##### Material supplied #####

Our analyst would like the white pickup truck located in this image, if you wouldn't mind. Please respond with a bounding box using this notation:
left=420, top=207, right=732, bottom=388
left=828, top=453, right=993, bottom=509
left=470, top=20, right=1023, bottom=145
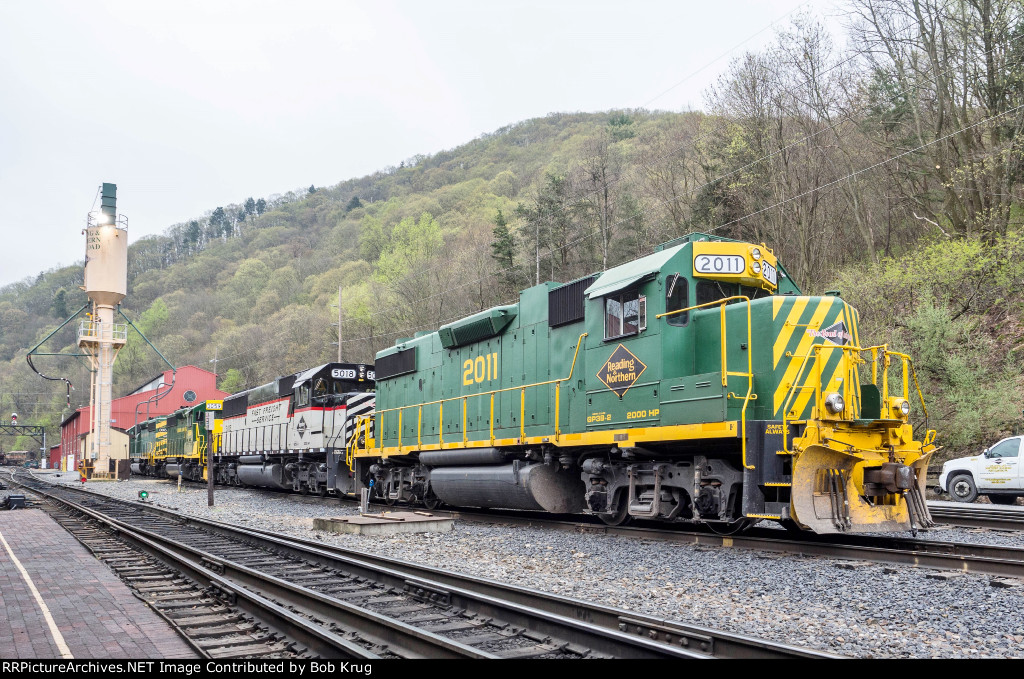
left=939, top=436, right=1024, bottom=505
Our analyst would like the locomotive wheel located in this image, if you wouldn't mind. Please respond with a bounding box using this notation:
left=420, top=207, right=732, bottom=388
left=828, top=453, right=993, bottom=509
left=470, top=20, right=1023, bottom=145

#####

Short task -> Edit the material above so that every "Our analyst" becomes "Our reviewer", leaving all else unchanged. Please leave the pictures out of your version.

Full response ->
Our reviewer would like the white pickup truck located in this image, if you wouldn't mind. Please respond with a bounding box using this notation:
left=420, top=207, right=732, bottom=388
left=828, top=453, right=993, bottom=509
left=470, top=20, right=1023, bottom=145
left=939, top=436, right=1024, bottom=505
Our reviewer would like the locomotive wheel located in this image, if you wouldn't mind. Please respond with a bounding box using this notation:
left=420, top=207, right=732, bottom=388
left=828, top=453, right=993, bottom=509
left=470, top=20, right=1023, bottom=145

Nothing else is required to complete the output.